CONSIGNA:
Transcribe sin cambios la parte del fragmento mostrado que comienza en "Mis amigos más" y termina en "de su propuesta.".

FRAGMENTO MOSTRADO:
------------------------------------------------
Mis amigos más cinéfilos hablaban de él como la última panacea del cine, eso ya me generaba desconfianza. Pero cuando vi Tropical Malady, un regalo en DVD de Luis Ospina, para mi cumpleaños 30, entendí que me estaba perdiendo de uno de los grandes, aunque no terminaba de entender la demencia de su propuesta.
Me pasó algo similar a lo que sintió la actriz Tilda Swinton (de Doctor Strange o El gran hotel Budapest) cuando fue jurado en Cannes y le tocó ver una de sus películas. Ella se paró de su silla desconcertada, pensando que algún inepto en la sala de proyección había mezclado los rollos –en esa época en que había rollos– hasta que llegó a la cabina y se dio cuenta de que no había ningún error y que esa película era así: rara.
Nació en Bangkok, pero creció al noreste de Tailandia, en Khon Kaen, capital de la provincia que lleva el mismo nombre y se consolidó en el mundo del cine en 2010 al ganar la Palma de Oro en el Festival de Cannes con su sexto largometraje, El tío Boonmee quien recuerda sus vidas pasadas (Uncle Boonmee Who Can Recall His Past Lives), la historia de una princesa preocupada por su edad, por el peso de los años que termina siendo seducida por un bagre.
------------------------------------------------
MATERIAL EXTRAÍDO:

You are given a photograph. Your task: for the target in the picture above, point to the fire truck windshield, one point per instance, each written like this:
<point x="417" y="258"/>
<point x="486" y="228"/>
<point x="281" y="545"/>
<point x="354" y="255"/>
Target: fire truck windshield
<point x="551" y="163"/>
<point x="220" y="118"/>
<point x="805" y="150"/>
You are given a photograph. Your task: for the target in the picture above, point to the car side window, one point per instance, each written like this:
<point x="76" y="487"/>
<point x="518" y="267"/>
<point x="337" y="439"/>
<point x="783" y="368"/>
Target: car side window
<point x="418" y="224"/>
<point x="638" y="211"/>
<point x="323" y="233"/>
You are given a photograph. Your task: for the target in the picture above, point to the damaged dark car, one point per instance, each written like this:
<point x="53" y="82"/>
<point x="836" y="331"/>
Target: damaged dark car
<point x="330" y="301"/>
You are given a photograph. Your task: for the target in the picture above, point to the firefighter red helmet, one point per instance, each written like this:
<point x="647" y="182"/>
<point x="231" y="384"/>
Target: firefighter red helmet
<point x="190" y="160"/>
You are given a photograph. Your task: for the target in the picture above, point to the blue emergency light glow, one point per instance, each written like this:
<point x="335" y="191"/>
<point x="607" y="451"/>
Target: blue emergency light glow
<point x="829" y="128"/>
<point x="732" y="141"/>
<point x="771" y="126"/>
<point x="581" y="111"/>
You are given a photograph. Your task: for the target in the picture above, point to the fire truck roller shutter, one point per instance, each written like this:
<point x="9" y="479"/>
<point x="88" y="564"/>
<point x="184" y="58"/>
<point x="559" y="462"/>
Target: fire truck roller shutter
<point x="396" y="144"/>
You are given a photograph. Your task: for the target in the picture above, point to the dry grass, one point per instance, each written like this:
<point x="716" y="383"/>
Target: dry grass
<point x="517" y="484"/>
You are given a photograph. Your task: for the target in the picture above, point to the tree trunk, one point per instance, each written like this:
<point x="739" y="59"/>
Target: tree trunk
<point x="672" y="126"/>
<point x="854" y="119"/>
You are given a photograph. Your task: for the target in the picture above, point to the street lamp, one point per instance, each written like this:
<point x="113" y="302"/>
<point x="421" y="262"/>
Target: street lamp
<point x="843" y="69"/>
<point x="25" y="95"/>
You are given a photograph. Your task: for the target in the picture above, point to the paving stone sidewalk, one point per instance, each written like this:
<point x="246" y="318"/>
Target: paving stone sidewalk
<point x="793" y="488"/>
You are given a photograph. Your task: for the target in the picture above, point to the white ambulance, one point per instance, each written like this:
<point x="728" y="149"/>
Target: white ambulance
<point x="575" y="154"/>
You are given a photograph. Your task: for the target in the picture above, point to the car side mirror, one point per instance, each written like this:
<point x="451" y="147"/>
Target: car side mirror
------------------------------------------------
RESPUESTA AL EJERCICIO:
Mis amigos más cinéfilos hablaban de él como la última panacea del cine, eso ya me generaba desconfianza. Pero cuando vi Tropical Malady, un regalo en DVD de Luis Ospina, para mi cumpleaños 30, entendí que me estaba perdiendo de uno de los grandes, aunque no terminaba de entender la demencia de su propuesta.